-- Dataset content --
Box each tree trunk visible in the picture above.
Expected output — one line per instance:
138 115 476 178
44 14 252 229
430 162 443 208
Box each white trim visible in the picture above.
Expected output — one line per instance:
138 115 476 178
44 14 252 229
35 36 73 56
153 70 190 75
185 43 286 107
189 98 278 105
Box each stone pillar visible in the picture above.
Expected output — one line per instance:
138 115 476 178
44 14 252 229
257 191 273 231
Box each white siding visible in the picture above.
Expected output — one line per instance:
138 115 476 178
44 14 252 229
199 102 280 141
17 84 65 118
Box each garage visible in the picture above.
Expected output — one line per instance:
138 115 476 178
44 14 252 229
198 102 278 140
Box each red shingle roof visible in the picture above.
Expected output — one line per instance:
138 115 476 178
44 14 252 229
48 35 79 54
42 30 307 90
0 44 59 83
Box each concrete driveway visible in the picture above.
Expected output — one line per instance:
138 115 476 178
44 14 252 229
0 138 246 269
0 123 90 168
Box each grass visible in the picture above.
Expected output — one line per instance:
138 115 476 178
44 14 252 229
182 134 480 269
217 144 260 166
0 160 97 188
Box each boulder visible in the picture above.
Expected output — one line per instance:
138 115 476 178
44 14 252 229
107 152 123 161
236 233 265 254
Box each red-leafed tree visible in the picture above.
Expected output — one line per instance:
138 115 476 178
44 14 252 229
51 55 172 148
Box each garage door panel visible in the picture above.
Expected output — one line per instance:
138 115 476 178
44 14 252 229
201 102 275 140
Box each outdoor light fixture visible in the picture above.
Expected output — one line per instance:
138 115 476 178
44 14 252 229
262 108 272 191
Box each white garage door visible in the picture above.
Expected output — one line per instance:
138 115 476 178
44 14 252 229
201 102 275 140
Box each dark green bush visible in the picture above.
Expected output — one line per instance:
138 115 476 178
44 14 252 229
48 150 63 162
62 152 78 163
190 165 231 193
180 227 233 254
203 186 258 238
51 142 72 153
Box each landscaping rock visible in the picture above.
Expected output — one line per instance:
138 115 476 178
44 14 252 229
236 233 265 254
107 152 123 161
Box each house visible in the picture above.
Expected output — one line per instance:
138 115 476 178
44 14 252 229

-- Direction --
Print the whole listing above again, word for word, with every line in its original order.

-- Worked answer --
Box each tree trunk visible in the picture above.
Expected output — one line per instance:
138 115 476 178
44 14 252 229
430 162 443 208
Box each white trim visible in the picture above.
Expected output — one line per instance:
138 115 476 178
44 14 252 229
35 36 73 56
153 70 190 75
185 43 286 107
189 98 278 105
Box each stone pillar visible in the picture above.
Expected output — one line per instance:
138 115 476 178
44 14 252 229
257 191 273 231
Box each white siding visible in the picture above.
Expected output — one line per instance:
138 115 476 178
44 14 252 229
199 102 280 141
17 84 65 118
Box each garage visible in the picture above.
Expected output — one line per instance:
138 115 476 178
44 14 252 229
198 102 278 140
Box each red shingle roof visible in the picture above.
Expected output — one line per instance:
138 115 476 178
44 14 252 229
48 35 79 54
42 30 307 90
0 44 59 83
Box each concrete driveway visible in the picture above.
Expected output — one line per instance:
138 115 476 178
44 14 252 229
0 138 246 269
0 123 90 168
Box each grass visible in the picture above.
Expected output — one line per instance:
138 115 476 178
44 14 252 229
182 134 480 269
217 144 260 166
0 160 97 188
Box each boulder visible in the picture above.
Expected output — one line per instance:
138 115 476 178
44 14 252 229
107 152 123 161
236 233 265 254
Box each red-leafed tree visible in the picture above.
Expected output — one line per instance:
138 115 476 178
44 14 252 229
51 55 172 148
Box each garage door panel visible in the picture above.
Expected output — one line per instance:
138 115 476 178
44 14 252 229
201 102 275 140
Box each outdoor light fixture visible in the picture above.
Expected output — one line per instance:
138 115 476 178
44 14 252 229
262 108 272 191
Box each white garage door visible in the picture above.
Expected output — one line per instance:
138 115 476 178
44 14 252 229
201 102 275 140
Box each dark green bush visible in the picture above.
Expected output — one line per instance:
138 115 476 178
44 14 252 229
48 150 63 162
62 152 78 163
190 165 231 193
180 227 233 254
203 186 258 238
51 142 72 153
Box each landscaping rock visible in the picture above.
Expected output — one line per instance:
138 115 476 178
44 14 252 229
236 233 265 254
107 152 123 161
Box each house visible in the picture above.
Expected output — one line per instance:
138 115 476 178
44 14 252 229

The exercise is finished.